*Tasks and exercises*:
• 1. In the post on New Zealand's new government, which portfolios does Heather Roy get?
• 2. Transcribe the post on New Zealand's new government between "Two ACT MP's" and "Minister of Education.", inclusive.

The Deal is Signed: New Zealand Has a New Government

The hoardings have barely had time to gather dust and National have just announced they have stitched up a deal with ACT, United Future and the Maori Party. Surely this is the fastest confidence and supply stitch up in the history of NZ MMP.

National and ACT's confidence and supply agreement is available here online. Highlights are:

Two ACT MP's get portfolios outside Cabinet:
Rodney Hide gets: Minister of Local Government, Minister of Regulatory Reform, Associate Minister of Commerce and a member of the Cabinet Expenditure Control Committee.

Heather Roy gets: Minister of Consumer Affairs, Associate Minister of Defence and Associate Minister of Education.

Areas of Co-Operation Are:
  • Law and Order
  • Climate Change
  • Controlling Government Expenditure
  • Tax
  • Regulation
  • Resource Management Act
  • Education
Policy Concessions include:
  • An advisory group to look at ways of closing the income gap with Australia by 2025 with the aim of stopping the exodus.

*Data*:

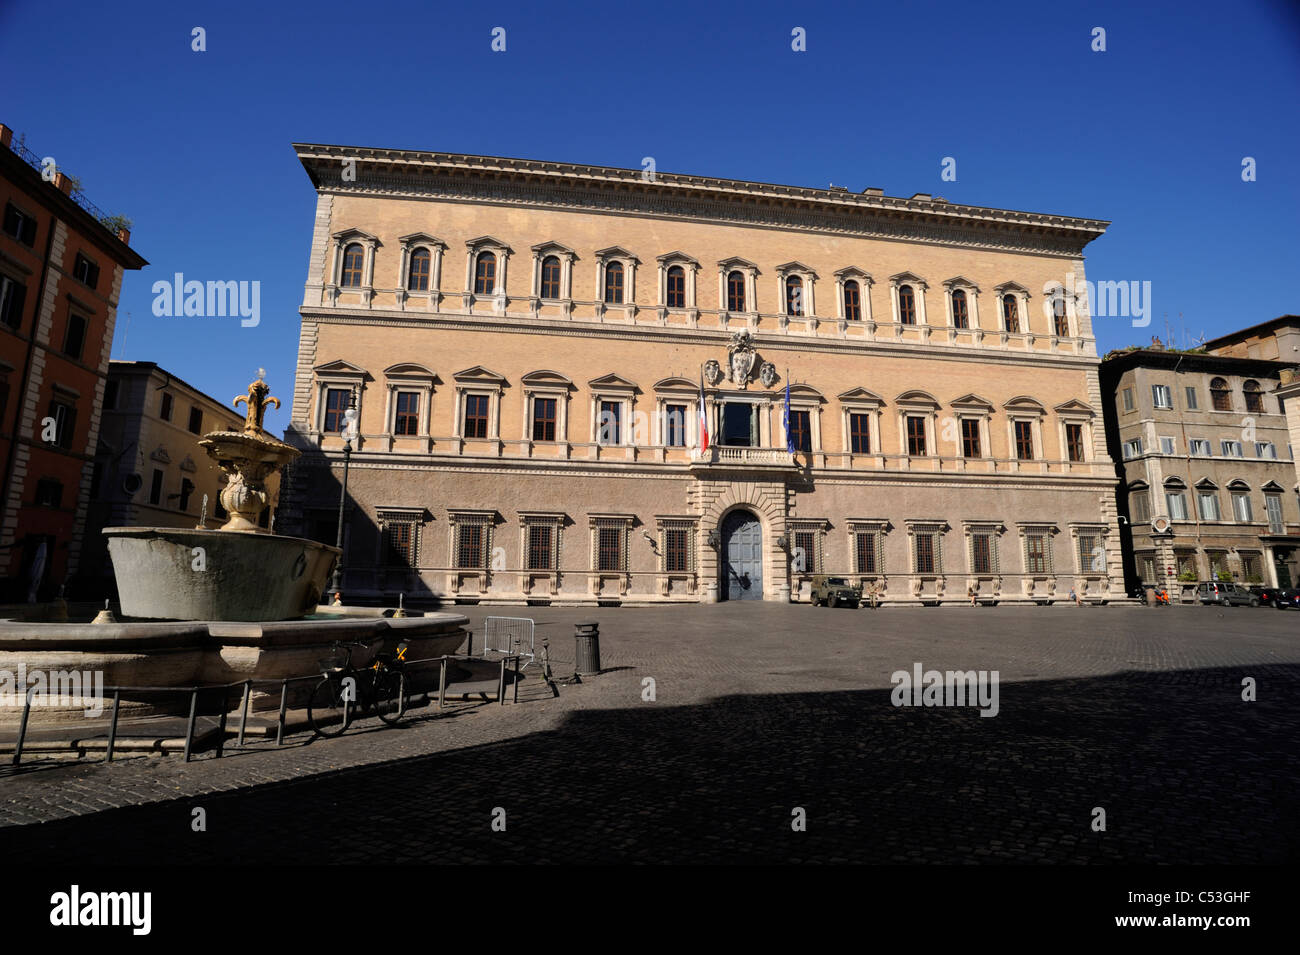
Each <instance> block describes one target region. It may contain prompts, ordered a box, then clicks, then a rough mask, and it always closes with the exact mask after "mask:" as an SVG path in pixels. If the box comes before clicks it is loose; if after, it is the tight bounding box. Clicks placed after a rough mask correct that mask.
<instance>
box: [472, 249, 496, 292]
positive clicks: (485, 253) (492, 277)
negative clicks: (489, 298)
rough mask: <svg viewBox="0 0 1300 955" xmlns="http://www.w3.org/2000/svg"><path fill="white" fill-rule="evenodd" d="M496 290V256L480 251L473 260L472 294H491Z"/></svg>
mask: <svg viewBox="0 0 1300 955" xmlns="http://www.w3.org/2000/svg"><path fill="white" fill-rule="evenodd" d="M495 290H497V256H495V255H493V253H491V252H480V253H478V260H477V261H476V262H474V295H491V294H493V292H494V291H495Z"/></svg>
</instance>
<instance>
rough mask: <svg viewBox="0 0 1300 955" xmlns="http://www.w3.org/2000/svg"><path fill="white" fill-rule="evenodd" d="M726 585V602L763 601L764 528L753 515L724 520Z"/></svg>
mask: <svg viewBox="0 0 1300 955" xmlns="http://www.w3.org/2000/svg"><path fill="white" fill-rule="evenodd" d="M722 539H723V546H722V547H720V548H719V556H720V557H722V561H720V564H722V567H720V570H722V581H720V586H719V596H720V598H722V599H723V600H762V599H763V526H762V525H761V524H759V522H758V517H755V516H754V515H753V512H750V511H732V512H731V513H729V515H727V517H724V518H723V528H722Z"/></svg>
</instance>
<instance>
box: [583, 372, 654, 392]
mask: <svg viewBox="0 0 1300 955" xmlns="http://www.w3.org/2000/svg"><path fill="white" fill-rule="evenodd" d="M586 385H588V387H590V388H598V390H601V391H640V390H641V388H640V386H638V385H637V383H636V382H633V381H628V379H627V378H623V377H621V376H617V374H612V373H611V374H606V376H601V377H599V378H593V379H591V381H589V382H588V383H586Z"/></svg>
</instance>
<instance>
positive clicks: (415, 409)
mask: <svg viewBox="0 0 1300 955" xmlns="http://www.w3.org/2000/svg"><path fill="white" fill-rule="evenodd" d="M419 433H420V392H419V391H399V392H398V408H396V417H394V420H393V434H407V435H409V434H419Z"/></svg>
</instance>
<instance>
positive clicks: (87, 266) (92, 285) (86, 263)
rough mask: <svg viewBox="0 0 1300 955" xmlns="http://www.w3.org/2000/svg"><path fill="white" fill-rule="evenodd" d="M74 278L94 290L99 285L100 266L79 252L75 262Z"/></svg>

*Expected responses*:
• 1. Minister of Consumer Affairs, Associate Minister of Defence and Associate Minister of Education.

• 2.
Two ACT MP's get portfolios outside Cabinet:
Rodney Hide gets: Minister of Local Government, Minister of Regulatory Reform, Associate Minister of Commerce and a member of the Cabinet Expenditure Control Committee.

Heather Roy gets: Minister of Consumer Affairs, Associate Minister of Defence and Associate Minister of Education.